■ Page extract ■
Search ReadAllBytes for specific values

I am writing a program that reads '.exe' files and stores their hex values in an array of bytes for comparison with an array containing a series of values. (like a very simple virus scanner)
byte[] buffer = File.ReadAllBytes(currentDirectoryContents[j]);
I have then used BitConverter to create a single string of these values
string hex = BitConverter.ToString(buffer);
The next step is to search this string for a series of values(definitions) and return positive for a match. This is where I am running into problems. My definitions are hex values but created and saved in notepad as defintions.xyz
string[] definitions = File.ReadAllLines(#"C:\definitions.xyz");
I had been trying to read them into a string array and compare the definition elements of the array with string hex
bool[] test = new bool[currentDirectoryContents.Length];
test[j] = hex.Contains(definitions[i]);
This IS a section from a piece of homework, which is why I am not posting my entire code for the program. I had not used C# before last Friday so am most likely making silly mistakes at this point.
Any advice much appreciated :)
It is pretty unclear exactly what kind of format you use of the definitions. Base64 is a good encoding for a byte[], you can rapidly convert back and forth with Convert.ToBase64String and Convert.FromBase64String(). But your question suggests the bytes are encoded in hex. Let's assume it looks like "01020304" for a new byte[] { 1, 2, 3, 4}. Then this helper function converts such a string back to a byte[]:
static byte[] Hex2Bytes(string hex) {
if (hex.Length % 2 != 0) throw new ArgumentException();
var retval = new byte[hex.Length / 2];
for (int ix = 0; ix < hex.Length; ix += 2) {
retval[ix / 2] = byte.Parse(hex.Substring(ix, 2), System.Globalization.NumberStyles.HexNumber);
}
return retval;
}
You can now do a fast pattern search with an algorithm like Boyer-Moore.

■ Exercises ■
a - Summarize the post about searching file bytes for specific values in two sentences.
b - In the post about searching file bytes, copy word for word the part that starts with the words containing "Any advice much" and ends with "algorithm like Boyer-Moore.".
The records after this text are separate material.

Stored records:
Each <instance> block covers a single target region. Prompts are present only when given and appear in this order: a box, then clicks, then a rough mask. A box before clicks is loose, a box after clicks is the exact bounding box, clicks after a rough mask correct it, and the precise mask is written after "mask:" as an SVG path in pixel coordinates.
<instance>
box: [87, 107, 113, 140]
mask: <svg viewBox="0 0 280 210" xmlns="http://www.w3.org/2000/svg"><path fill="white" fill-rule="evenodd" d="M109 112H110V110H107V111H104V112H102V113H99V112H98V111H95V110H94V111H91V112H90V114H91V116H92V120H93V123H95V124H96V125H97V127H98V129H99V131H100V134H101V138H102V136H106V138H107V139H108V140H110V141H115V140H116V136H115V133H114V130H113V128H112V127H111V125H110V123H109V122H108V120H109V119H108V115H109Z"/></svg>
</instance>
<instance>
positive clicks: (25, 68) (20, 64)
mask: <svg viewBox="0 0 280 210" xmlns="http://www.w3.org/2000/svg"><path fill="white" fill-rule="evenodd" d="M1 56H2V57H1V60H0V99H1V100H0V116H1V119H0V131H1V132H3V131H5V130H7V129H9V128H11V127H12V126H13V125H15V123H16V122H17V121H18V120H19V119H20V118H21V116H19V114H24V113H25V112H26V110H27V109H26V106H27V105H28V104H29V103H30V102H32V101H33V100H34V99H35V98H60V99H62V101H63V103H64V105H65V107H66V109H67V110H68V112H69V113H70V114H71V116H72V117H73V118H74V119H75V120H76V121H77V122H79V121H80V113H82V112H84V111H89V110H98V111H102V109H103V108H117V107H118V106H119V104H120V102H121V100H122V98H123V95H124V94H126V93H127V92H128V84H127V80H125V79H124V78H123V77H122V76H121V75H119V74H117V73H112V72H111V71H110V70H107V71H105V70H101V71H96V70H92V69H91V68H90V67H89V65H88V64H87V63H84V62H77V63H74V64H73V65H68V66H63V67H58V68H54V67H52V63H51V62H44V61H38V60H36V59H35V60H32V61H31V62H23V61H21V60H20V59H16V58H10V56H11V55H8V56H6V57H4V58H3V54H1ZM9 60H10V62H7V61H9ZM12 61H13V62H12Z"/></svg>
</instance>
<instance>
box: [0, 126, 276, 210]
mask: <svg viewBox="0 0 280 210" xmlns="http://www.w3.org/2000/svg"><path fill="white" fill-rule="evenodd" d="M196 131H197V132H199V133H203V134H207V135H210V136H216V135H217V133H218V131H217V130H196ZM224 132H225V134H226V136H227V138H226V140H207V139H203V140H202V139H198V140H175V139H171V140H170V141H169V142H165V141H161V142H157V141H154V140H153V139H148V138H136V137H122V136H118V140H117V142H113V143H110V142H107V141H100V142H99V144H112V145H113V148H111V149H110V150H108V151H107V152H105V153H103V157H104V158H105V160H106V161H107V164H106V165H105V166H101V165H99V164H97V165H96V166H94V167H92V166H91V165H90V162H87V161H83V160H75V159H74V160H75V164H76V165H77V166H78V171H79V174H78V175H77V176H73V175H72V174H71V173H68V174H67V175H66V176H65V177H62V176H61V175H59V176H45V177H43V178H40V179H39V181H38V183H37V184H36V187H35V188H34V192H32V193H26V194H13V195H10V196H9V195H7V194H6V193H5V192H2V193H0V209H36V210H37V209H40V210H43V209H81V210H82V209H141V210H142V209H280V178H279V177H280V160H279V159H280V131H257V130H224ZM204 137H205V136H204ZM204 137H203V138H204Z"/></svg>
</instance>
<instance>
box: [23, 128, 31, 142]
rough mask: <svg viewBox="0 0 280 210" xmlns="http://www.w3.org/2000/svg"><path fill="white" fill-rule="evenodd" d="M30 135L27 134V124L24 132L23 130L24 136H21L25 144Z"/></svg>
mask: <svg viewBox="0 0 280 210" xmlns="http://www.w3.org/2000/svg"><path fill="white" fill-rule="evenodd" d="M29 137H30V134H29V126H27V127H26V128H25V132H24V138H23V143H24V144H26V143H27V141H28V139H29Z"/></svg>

■ Responses per task ■
a - The writer reads .exe files into byte arrays, converts them with BitConverter into a single hex string, and tries to search that string for definitions stored in a notepad file, like a very simple virus scanner, but runs into problems at that step. A response says the definition format is unclear, gives a helper function that turns a hex string back into a byte array, and suggests a fast pattern search with an algorithm like Boyer-Moore.

b -
Any advice much appreciated :)
It is pretty unclear exactly what kind of format you use of the definitions. Base64 is a good encoding for a byte[], you can rapidly convert back and forth with Convert.ToBase64String and Convert.FromBase64String(). But your question suggests the bytes are encoded in hex. Let's assume it looks like "01020304" for a new byte[] { 1, 2, 3, 4}. Then this helper function converts such a string back to a byte[]:
static byte[] Hex2Bytes(string hex) {
if (hex.Length % 2 != 0) throw new ArgumentException();
var retval = new byte[hex.Length / 2];
for (int ix = 0; ix < hex.Length; ix += 2) {
retval[ix / 2] = byte.Parse(hex.Substring(ix, 2), System.Globalization.NumberStyles.HexNumber);
}
return retval;
}
You can now do a fast pattern search with an algorithm like Boyer-Moore.